(Records from a data source)
*** Begin section ***

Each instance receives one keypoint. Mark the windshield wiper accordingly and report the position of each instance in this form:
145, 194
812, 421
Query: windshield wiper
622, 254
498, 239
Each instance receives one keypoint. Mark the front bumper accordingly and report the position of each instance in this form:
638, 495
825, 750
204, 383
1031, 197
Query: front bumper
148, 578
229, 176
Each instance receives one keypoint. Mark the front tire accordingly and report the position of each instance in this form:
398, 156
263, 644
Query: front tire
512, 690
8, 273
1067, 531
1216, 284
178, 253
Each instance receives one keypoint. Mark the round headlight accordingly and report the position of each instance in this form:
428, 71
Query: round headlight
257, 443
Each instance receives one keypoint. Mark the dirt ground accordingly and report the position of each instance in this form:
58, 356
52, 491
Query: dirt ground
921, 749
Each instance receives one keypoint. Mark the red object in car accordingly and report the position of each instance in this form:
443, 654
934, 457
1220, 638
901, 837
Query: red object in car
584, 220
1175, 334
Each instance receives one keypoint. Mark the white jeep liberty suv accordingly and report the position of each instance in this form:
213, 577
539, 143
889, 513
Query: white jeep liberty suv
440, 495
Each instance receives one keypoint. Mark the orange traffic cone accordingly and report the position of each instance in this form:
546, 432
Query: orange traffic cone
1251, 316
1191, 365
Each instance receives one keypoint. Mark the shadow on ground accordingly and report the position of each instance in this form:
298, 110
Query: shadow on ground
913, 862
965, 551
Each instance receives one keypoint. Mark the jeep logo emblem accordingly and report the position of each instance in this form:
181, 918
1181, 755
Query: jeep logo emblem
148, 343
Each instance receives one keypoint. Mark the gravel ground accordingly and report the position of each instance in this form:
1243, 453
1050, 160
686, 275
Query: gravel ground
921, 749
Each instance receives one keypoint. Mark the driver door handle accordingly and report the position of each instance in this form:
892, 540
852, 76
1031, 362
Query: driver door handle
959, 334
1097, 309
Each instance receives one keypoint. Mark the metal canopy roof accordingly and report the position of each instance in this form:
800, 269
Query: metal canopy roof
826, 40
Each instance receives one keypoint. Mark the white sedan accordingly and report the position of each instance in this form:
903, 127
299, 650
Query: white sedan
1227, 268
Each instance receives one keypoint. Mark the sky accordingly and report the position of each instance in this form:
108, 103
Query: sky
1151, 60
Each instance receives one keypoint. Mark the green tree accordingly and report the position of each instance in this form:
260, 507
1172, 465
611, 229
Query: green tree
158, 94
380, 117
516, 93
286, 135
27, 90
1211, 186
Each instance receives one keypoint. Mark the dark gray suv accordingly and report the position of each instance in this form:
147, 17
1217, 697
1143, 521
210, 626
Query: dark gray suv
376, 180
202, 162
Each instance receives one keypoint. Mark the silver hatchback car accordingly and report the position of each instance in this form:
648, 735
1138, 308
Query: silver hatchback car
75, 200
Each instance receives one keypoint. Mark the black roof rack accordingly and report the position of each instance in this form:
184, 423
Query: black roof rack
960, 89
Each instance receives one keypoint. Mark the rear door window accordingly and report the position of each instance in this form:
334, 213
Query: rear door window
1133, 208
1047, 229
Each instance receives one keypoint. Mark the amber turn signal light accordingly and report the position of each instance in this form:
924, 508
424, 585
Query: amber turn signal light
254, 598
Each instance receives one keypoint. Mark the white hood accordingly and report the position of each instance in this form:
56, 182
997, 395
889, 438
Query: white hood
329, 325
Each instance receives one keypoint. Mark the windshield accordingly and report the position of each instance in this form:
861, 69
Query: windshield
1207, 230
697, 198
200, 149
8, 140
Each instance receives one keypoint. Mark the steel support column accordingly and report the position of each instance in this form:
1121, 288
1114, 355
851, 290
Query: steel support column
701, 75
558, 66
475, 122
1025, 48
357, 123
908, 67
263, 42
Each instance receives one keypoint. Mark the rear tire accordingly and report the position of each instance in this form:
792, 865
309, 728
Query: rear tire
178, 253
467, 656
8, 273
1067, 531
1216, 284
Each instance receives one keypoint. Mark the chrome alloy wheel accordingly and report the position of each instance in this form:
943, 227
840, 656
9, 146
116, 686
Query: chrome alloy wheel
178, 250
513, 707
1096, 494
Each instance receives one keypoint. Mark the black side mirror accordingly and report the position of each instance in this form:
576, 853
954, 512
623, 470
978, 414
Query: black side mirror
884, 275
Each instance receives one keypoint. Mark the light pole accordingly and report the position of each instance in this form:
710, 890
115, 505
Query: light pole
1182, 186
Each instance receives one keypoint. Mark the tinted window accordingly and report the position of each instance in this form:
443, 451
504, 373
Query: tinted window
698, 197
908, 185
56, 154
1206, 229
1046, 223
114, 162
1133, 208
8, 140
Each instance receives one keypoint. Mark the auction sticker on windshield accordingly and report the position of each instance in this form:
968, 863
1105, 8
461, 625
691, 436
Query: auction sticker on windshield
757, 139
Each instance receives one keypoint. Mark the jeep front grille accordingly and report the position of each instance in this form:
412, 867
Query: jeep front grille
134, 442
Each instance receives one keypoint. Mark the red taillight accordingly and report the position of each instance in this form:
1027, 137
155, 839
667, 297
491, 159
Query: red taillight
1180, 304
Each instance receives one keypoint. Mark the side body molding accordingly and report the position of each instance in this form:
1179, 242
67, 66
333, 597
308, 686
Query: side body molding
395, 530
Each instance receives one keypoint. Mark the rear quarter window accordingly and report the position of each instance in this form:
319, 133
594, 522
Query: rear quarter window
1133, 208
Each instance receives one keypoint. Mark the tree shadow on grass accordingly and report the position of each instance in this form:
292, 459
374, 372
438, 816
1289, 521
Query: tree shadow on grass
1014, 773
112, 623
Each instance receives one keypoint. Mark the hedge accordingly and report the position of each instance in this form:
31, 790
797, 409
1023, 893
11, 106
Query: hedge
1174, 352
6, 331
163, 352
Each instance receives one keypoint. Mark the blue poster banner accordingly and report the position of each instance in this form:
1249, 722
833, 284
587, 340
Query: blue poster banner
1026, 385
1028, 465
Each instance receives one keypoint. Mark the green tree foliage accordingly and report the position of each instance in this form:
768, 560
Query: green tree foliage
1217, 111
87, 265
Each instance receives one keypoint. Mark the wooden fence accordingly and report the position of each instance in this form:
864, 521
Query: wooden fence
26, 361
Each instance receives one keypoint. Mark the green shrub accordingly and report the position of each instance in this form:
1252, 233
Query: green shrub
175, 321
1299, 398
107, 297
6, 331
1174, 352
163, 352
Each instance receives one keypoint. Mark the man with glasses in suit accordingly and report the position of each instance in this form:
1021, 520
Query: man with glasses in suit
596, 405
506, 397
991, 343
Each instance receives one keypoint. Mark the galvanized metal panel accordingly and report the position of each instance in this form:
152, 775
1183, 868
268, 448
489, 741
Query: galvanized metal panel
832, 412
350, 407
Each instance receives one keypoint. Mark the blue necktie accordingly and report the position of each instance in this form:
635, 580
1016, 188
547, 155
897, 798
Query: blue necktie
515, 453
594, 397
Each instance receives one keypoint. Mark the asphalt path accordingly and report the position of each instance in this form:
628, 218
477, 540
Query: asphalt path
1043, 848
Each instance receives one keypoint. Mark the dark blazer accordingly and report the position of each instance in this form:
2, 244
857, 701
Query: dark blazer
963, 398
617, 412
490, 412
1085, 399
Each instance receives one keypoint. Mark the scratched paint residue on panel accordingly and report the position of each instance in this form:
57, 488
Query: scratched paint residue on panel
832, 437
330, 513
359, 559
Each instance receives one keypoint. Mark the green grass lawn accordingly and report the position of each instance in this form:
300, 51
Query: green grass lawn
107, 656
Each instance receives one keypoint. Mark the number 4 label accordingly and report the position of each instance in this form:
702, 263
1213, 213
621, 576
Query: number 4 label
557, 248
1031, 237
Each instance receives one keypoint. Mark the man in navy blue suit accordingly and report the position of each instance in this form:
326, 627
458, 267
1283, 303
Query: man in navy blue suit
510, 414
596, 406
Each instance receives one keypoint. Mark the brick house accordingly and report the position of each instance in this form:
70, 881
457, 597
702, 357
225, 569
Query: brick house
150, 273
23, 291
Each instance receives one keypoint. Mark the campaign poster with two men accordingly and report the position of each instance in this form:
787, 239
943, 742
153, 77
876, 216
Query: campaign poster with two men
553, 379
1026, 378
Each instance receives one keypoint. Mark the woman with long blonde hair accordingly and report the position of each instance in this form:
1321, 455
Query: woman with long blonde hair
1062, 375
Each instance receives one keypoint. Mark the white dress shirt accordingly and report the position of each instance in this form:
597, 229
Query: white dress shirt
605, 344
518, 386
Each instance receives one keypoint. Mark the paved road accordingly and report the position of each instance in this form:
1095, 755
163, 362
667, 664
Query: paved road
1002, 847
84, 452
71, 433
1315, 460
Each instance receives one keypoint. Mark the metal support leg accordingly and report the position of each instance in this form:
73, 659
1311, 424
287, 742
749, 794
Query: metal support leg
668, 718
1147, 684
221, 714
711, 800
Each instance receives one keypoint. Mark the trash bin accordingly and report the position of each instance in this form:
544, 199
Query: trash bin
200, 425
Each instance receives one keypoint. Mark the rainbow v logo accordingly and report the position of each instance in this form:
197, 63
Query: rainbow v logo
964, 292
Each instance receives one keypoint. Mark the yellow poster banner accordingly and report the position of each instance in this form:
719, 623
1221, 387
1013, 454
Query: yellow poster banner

*** End section ***

** Work request **
Search the entries above for the string "yellow". Copy each line that holds it.

** Task result **
Each instance receives one keypoint. Mark the yellow poster banner accordingly and report the position of each instance in this form:
Query: yellow poster banner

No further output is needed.